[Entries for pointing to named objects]
+---+
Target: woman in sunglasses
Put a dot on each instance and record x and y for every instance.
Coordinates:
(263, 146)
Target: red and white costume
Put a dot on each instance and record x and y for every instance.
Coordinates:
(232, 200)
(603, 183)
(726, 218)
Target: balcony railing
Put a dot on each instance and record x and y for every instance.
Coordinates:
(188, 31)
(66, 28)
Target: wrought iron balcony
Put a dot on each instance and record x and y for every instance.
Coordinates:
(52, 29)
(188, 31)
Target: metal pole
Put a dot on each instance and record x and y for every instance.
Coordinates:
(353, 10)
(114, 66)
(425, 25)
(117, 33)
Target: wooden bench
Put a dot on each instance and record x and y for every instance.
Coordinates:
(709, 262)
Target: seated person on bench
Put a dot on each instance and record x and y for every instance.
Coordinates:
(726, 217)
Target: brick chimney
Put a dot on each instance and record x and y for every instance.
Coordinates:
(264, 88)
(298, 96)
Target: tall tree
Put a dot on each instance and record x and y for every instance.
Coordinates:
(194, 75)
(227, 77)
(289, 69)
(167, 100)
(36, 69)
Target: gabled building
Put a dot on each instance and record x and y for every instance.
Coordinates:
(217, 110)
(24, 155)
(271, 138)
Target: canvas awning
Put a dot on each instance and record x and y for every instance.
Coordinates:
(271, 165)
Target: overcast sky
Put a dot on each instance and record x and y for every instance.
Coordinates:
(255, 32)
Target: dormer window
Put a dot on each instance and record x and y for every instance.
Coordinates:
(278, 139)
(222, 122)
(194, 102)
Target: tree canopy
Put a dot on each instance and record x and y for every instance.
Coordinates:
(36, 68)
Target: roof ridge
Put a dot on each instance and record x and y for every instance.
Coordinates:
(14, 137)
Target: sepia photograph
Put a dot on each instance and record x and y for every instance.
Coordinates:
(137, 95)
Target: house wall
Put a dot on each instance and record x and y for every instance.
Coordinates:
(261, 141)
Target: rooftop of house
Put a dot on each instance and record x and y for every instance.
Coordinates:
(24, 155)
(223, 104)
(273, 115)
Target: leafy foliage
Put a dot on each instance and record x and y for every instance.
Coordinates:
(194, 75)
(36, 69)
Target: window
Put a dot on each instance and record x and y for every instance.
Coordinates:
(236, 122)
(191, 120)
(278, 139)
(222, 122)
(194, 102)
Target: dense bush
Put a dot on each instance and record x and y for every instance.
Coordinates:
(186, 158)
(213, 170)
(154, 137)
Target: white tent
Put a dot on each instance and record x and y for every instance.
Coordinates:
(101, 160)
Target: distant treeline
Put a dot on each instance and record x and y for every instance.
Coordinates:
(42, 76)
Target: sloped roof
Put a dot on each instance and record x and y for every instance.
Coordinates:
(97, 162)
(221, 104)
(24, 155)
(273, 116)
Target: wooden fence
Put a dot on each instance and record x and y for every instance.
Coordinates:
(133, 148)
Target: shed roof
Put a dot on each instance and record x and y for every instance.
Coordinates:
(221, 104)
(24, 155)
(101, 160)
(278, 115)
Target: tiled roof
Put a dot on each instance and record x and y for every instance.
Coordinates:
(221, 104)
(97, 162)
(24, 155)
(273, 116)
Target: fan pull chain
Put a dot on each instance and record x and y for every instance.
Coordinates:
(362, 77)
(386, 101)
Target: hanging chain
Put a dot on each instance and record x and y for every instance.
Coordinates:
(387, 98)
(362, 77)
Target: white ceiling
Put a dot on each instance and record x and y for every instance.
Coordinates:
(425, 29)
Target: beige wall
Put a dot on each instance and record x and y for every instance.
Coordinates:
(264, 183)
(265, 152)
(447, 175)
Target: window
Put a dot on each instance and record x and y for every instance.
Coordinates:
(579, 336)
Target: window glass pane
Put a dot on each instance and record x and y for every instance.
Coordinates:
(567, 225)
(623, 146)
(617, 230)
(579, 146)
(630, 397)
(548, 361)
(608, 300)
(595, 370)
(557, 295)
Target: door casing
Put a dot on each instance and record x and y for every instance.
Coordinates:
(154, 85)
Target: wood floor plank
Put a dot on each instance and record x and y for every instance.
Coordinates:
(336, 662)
+---+
* **Problem to solve**
Present every one of the items above as a numbered list, leaving out any blank lines.

* **Exercise solution**
1. Target: woman in sunglasses
2. Put a dot on each instance and record x and y for every instance.
3. Coordinates:
4. (263, 146)
5. Target: red and white costume
6. Put a dot on each instance and record x and y for every instance.
7. Coordinates:
8. (232, 200)
9. (603, 183)
10. (726, 218)
11. Target: balcony railing
12. Put a dot on each instance and record x and y for every instance.
13. Coordinates:
14. (188, 31)
15. (66, 28)
16. Target: wrought iron balcony
17. Put a dot on each instance and record x and y for every instance.
18. Coordinates:
19. (52, 29)
20. (188, 31)
21. Target: metal pole
22. Put a dot on each instance and record x and y for every instance.
23. Coordinates:
24. (353, 10)
25. (114, 66)
26. (425, 25)
27. (117, 33)
28. Target: wooden bench
29. Put a dot on each instance and record x and y for every instance.
30. Coordinates:
31. (709, 262)
32. Target: seated person on bench
33. Put a dot on each instance and record x and y for every instance.
34. Coordinates:
35. (726, 217)
36. Target: brick chimney
37. Put a dot on each instance and record x and y for every instance.
38. Coordinates:
39. (264, 88)
40. (298, 96)
41. Target: tall tree
42. Put a dot on each instance and record x and y for every instance.
43. Coordinates:
44. (194, 75)
45. (227, 77)
46. (289, 69)
47. (167, 100)
48. (36, 69)
49. Target: gabled building
50. Put a dot on each instance and record x and y for every instance.
51. Coordinates:
52. (217, 110)
53. (24, 155)
54. (271, 138)
55. Target: canvas awning
56. Put a dot on each instance and record x and y for every instance.
57. Coordinates:
58. (271, 165)
59. Target: overcast sky
60. Put a dot on each instance and record x and y for every instance.
61. Coordinates:
62. (255, 32)
63. Target: dormer window
64. Put a dot on each instance and record x and y for every instance.
65. Coordinates:
66. (278, 139)
67. (222, 122)
68. (194, 102)
69. Target: tree canopy
70. Put a dot on each instance and record x and y for every instance.
71. Coordinates:
72. (36, 68)
73. Target: roof ridge
74. Put a dot on each instance and record x and y for every instance.
75. Coordinates:
76. (14, 137)
77. Target: sepia photograph
78. Put a dot on each instance and record x and y for every instance.
79. Coordinates:
80. (137, 95)
81. Target: house wall
82. Put a dot on each instance and record x and y for every instance.
83. Coordinates:
84. (261, 141)
85. Target: rooftop of house
86. Put a dot on each instance and record x and y for every instance.
87. Coordinates:
88. (24, 155)
89. (223, 104)
90. (273, 115)
91. Target: leafy foliage
92. Put a dot on each instance and record x and y for every instance.
93. Coordinates:
94. (194, 75)
95. (36, 69)
96. Target: window
97. Put a dot on each instance and record x and y for every instance.
98. Coordinates:
99. (236, 122)
100. (191, 120)
101. (278, 139)
102. (222, 122)
103. (194, 102)
104. Target: dense bush
105. Put a dot on each instance and record x and y for every instance.
106. Coordinates:
107. (186, 158)
108. (213, 170)
109. (154, 137)
110. Target: white tent
111. Put a dot on each instance and record x and y for every instance.
112. Coordinates:
113. (101, 160)
114. Target: distant treeline
115. Put a dot on each instance and record x and y for every instance.
116. Coordinates:
117. (42, 76)
118. Target: sloped roof
119. Put a dot on each instance and record x and y for every instance.
120. Coordinates:
121. (97, 162)
122. (221, 104)
123. (24, 155)
124. (273, 116)
125. Target: wooden fence
126. Put a dot on each instance and record x and y for every instance.
127. Coordinates:
128. (133, 148)
129. Target: shed roof
130. Put a dot on each instance and record x and y for every instance.
131. Coordinates:
132. (221, 104)
133. (24, 155)
134. (101, 160)
135. (278, 115)
136. Target: tiled roof
137. Put a dot on each instance and record x and y for every instance.
138. Coordinates:
139. (221, 104)
140. (97, 162)
141. (24, 155)
142. (273, 116)
143. Target: fan pull chain
144. Put a dot on each instance and record x and y for every instance.
145. Coordinates:
146. (362, 77)
147. (386, 101)
148. Target: hanging chain
149. Put a dot on each instance and record x and y for every instance.
150. Coordinates:
151. (387, 98)
152. (362, 77)
153. Target: white ceiling
154. Put a dot on each instance and record x and y for every instance.
155. Coordinates:
156. (425, 29)
157. Target: beige wall
158. Put a dot on each instance and record x and y for every instance.
159. Coordinates:
160. (264, 183)
161. (265, 152)
162. (447, 175)
163. Target: window
164. Put a dot on each instance and record x and y for every instance.
165. Coordinates:
166. (579, 336)
167. Target: window glass pane
168. Put a dot on each instance and record x and y for every instance.
169. Coordinates:
170. (567, 225)
171. (623, 146)
172. (617, 230)
173. (579, 146)
174. (630, 397)
175. (548, 361)
176. (608, 300)
177. (595, 370)
178. (557, 295)
179. Target: door casing
180. Put a dot on each instance and record x and y for every instance.
181. Coordinates:
182. (154, 85)
183. Target: wood floor plank
184. Put a dot on each instance and record x and y for every instance.
185. Coordinates:
186. (336, 662)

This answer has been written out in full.